▶ **SEITENTEXT**
_____

Daran kann auch die Regierung kein Interesse haben. Deswegen gehen wir davon aus, dass wir uns gemeinsam darauf verständigen, dass das Parlament über diese Einsätze zukünftig besser informiert wird.

Vielen Dank.

Eckart von Klaeden (CDU/CSU):

Herr Präsident! Meine Damen und Herren Kollegen! Der bisherige Verlauf der Debatte veranlasst mich, einige klarstellende Bemerkungen zum Mandat für die Operation "Enduring Freedom" zu machen.

Erster Punkt. Auch wenn wir hier sicherlich eine Debatte über die Erfolge in Afghanistan und darüber führen, was in Afghanistan noch zu verbessern ist - ich werde dazu gleich noch etwas sagen -, so muss doch deutlich werden, dass sich dieses Mandat nicht allein auf Afghanistan bezieht, sondern dass der gesamte Krisenbogen vom Maghreb über das Horn von Afrika, die arabische Halbinsel und Zentralasien bis hin zum Nordkaukasus mit einbezogen wird.

Ich werde im Laufe meiner Rede auch noch darauf eingehen, welche Entwicklungen es dort gibt - ein Stichwort ist zum Beispiel Somalia -, die wir mit zu berücksichtigen haben.

Zweiter Punkt. Der Kollege Klose hat den Ausdruck "Koalition der Willigen" in diesem Zusammenhang zutreffend verwendet. In der Tat teile ich seine Kritik, dass es besser gewesen wäre, die Bündnissolidarität unmittelbar nach dem 11. September 2001 zu betonen. Der Ausdruck "Koalition der Willigen" hat bei uns eine Konnotation erhalten, als handele es sich dabei um Ad-hoc-Bündnisse, die außerhalb völkerrechtlicher Vereinbarungen und Grundlagen bestehen.

(Beifall der Abg. Monika Knoche (DIE LINKE))

- Frau Kollegin Knoche, das trifft für dieses Mandat ausdrücklich nicht zu; denn dieses Mandat fußt auf einer klaren völkerrechtlichen Grundlage in Form von mehreren Resolutionen der Vereinten Nationen so wie Art. 5 des NATO-Vertrages.

_____

▶ **ERFASSTE DATEN**
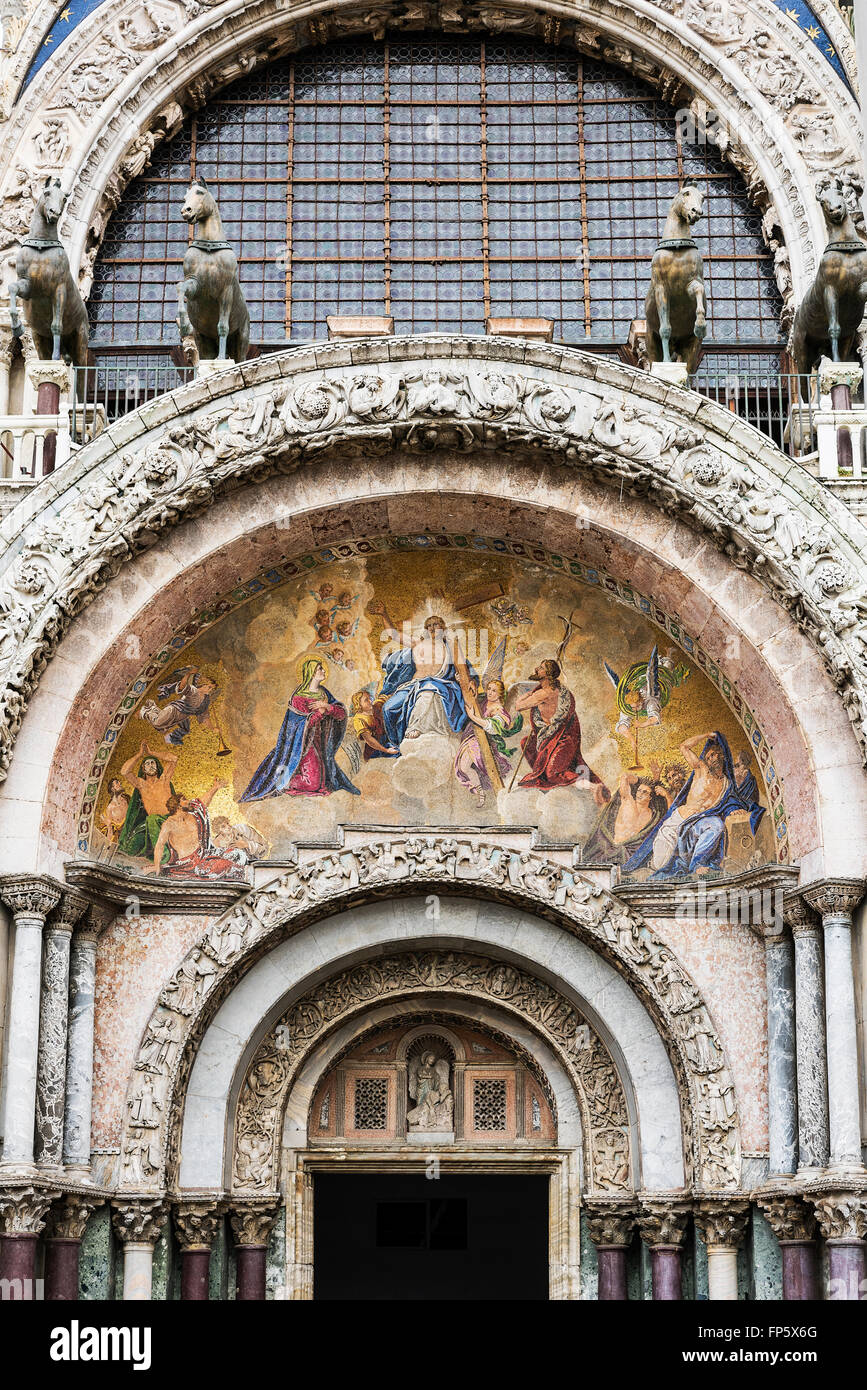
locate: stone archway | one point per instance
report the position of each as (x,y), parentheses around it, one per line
(172,1048)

_____

Schreib die Bundestagsrede zum Mandat für „Enduring Freedom“ weiter und knüpf dabei direkt an ihren letzten Satz an.

Auch die Diskussion, die in den internationalen Gremien - in der Europäischen Union, in der NATO und vor allem auch in den Vereinten Nationen - seitdem geführt worden ist und fortgesetzt wird, zeigt, dass es eben nicht nur um den Einsatz von Militär geht, sondern dass es ein Vorhaben der gesamten internationalen Gemeinschaft ist, den Terrorismus umfassend zu bekämpfen und sich seiner Ursachen anzunehmen. Die Operation "Enduring Freedom" ist dafür kein hinreichender, aber ein wesentlicher und wichtiger Beitrag, der in ein politisches Gesamtkonzept eingebunden ist und auch weiterhin eingebunden bleibt.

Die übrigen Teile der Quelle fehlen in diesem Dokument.